Data Transformation on TiDB Made Easier

In this tutorial, I will show you how to use dbt with TiDB.

  • TiDB 5.3 or later
  • dbt 1.01 or later
  • dbt-tidb 1.0.0

Installation

There are several ways you can install dbt and dbt-tidb, In this tutorial, we will use pypi. When you install dbt-tidb, dbt is installed as a dependency. So you only need one command to install both:

$ pip install dbt-tidb

Creating the project: jaffle shop

dbt-lab provides a project, jaffle_shop, to demonstrate dbt’s functionality. You can get the project directly from GitHub:

$ git clone https://github.com/dbt-labs/jaffle_shop
$ cd jaffle_shop
ubuntu@ubuntu:~/jaffle_shop$ tree
.
├── dbt_project.yml
├── etc
│ ├── dbdiagram_definition.txt
│ └── jaffle_shop_erd.png
├── LICENSE
├── models
│ ├── customers.sql
│ ├── docs.md
│ ├── orders.sql
│ ├── overview.md
│ ├── schema.yml
│ └── staging
│ ├── schema.yml
│ ├── stg_customers.sql
│ ├── stg_orders.sql
│ └── stg_payments.sql
├── README.md
└── seeds
├── raw_customers.csv
├── raw_orders.csv
└── raw_payments.csv
  • dbt_project.yml is the dbt project configuration file, which holds the project name and database configuration file information.

[TASK 1]
Reproduce the records word for word, everything from the line containing "of the praying" down to the end of the records, and omit the pictures.
[TASK 2]
Resume the tutorial on using dbt with TiDB, picking up right after its final sentence.

[DATA PROVIDED]

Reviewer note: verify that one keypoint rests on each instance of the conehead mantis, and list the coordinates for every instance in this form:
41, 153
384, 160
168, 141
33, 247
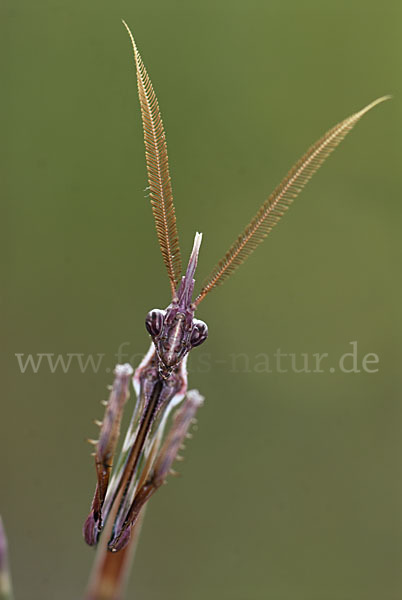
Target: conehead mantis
160, 381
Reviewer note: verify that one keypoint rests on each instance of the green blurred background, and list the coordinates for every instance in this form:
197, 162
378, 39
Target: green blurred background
292, 486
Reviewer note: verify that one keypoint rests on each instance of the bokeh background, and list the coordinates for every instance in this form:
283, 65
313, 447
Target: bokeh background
292, 485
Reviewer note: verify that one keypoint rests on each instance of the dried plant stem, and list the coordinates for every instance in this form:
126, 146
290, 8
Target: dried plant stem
111, 569
6, 592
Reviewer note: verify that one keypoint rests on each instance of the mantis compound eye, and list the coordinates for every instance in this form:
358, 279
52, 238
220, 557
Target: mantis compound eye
199, 333
154, 321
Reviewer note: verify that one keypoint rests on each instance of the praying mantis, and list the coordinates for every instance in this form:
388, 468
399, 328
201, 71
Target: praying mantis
160, 381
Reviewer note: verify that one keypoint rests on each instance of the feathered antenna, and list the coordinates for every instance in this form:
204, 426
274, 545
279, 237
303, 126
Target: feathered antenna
280, 200
158, 171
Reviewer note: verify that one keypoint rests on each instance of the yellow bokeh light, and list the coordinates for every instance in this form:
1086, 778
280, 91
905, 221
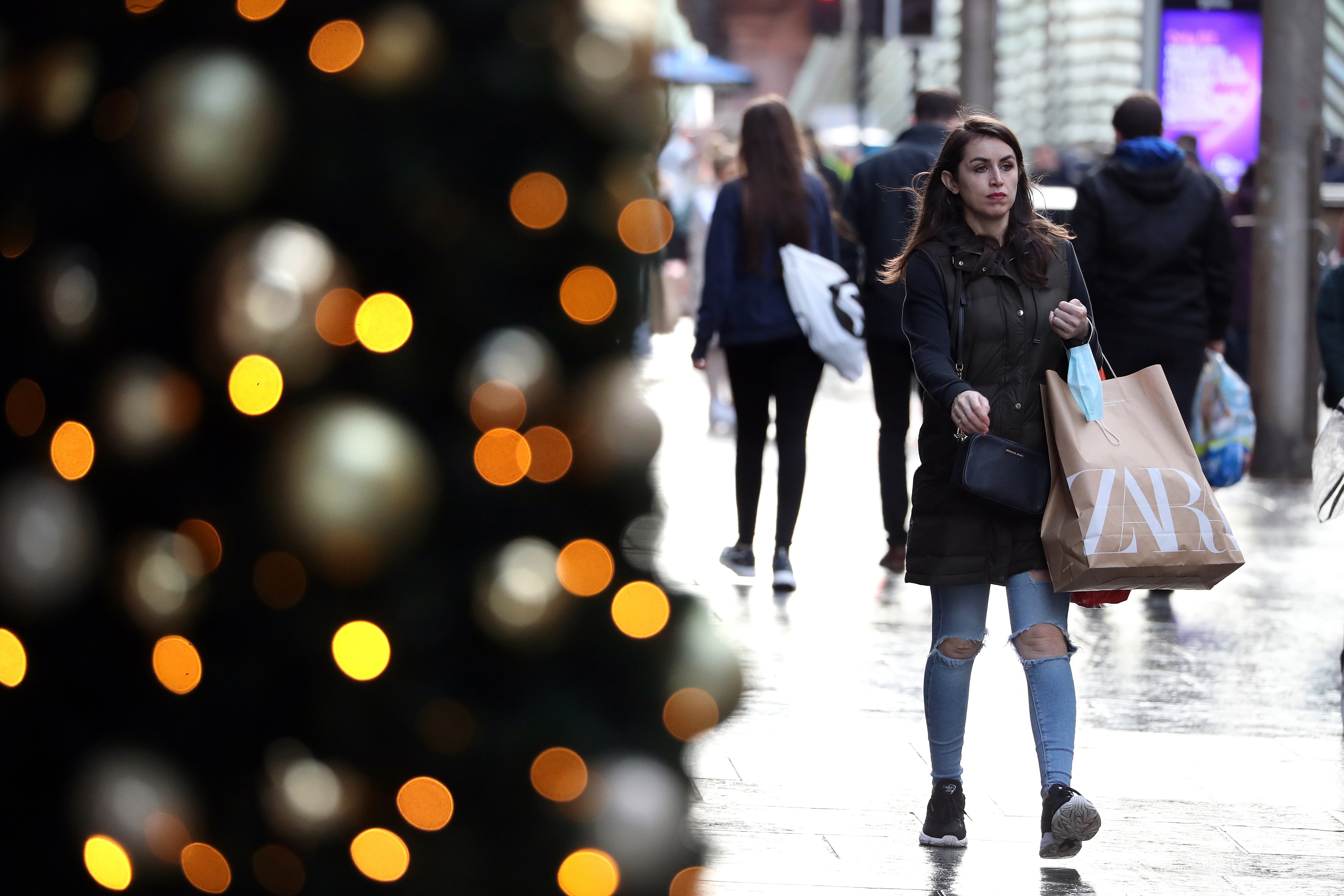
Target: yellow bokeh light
538, 201
646, 226
206, 539
336, 46
425, 804
560, 774
503, 457
362, 651
177, 664
108, 863
259, 10
689, 713
588, 295
384, 323
585, 567
687, 882
14, 660
589, 872
335, 318
552, 453
25, 407
72, 450
256, 385
206, 868
640, 609
381, 855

[RESULT 1]
Reviewer note: verify that one keypoint rests on each instance of the praying mantis, and list the coordinates for every instance in this form:
388, 468
399, 328
201, 71
Target: praying mantis
160, 381
Reviewer note: verify that one keypoint rests on each instance of the feathered antenna, and list the coordinates for every instance in this form:
204, 426
274, 545
279, 237
303, 126
Target: feathered antenna
280, 200
158, 171
Reviewer note: verify that one keypoint rests on each instance of the yellow bokeh light, and list the coordinates for every instance in this form:
1086, 778
280, 91
905, 221
Target: yellow bokeh light
538, 201
646, 226
206, 539
336, 46
425, 804
560, 774
503, 457
362, 651
177, 664
108, 863
259, 10
689, 713
588, 295
384, 323
585, 567
687, 882
14, 660
589, 872
335, 318
552, 453
25, 407
72, 450
256, 385
206, 868
640, 609
381, 855

[RESULT 2]
  • The models directory contains the project’s SQL models and table schemas. Note that the data analyst at your company writes this section. To learn more about models, see dbt Docs.
  • The seed directory stores CSV files that are dumped from database export tools. For example, TiDB can export the table data into CSV files through Dumpling. In the jaffle shop project, these CSV files are used as raw data to be processed.

Configuring the project

To configure the project:

  1. Complete the global configuration. In the user directory, edit the default global profile, ~/.dbt/profiles.yml to configure the connection with TiDB:
$ vi ~/.dbt/profiles.yml
jaffle_shop_tidb: # project name
target: dev # target
outputs:
dev:
type: tidb # adapter type
server: 127.0.0.1
port: 4000
schema: analytics # database name
username: root
password: ""
$ cat dbt_project.yml
name: 'jaffle_shop'

config-version: 2
version: '0.1'

profile: 'jaffle_shop_tidb' # note the modification here

model-paths: ["models"] # model path
seed-paths: ["seeds"] # seed path
test-paths: ["tests"]
analysis-paths: ["analysis"]
macro-paths: ["macros"]

target-path: "target"
clean-targets:
- "target"
- "dbt_modules"
- "logs"

require-dbt-version: [">=1.0.0", "<2.0.0"]

models:
jaffle_shop:
materialized: table # *.sql which in models/ would be materialized to table
staging:
materialized: view # *.sql which in models/staging/ would bt materialized to view
$ dbt debug​​

Loading CSV files

Now that you have successfully created and configured the project, it’s time to load the CSV data and materialize the CSV as a table in the target database. Note that this step is not generally required for a dbt project because the data items for processing are already in the database.

  1. Load the CSV files by running the following command:
$ dbt seed
Running with dbt=1.0.1
Partial parse save file not found. Starting full parse.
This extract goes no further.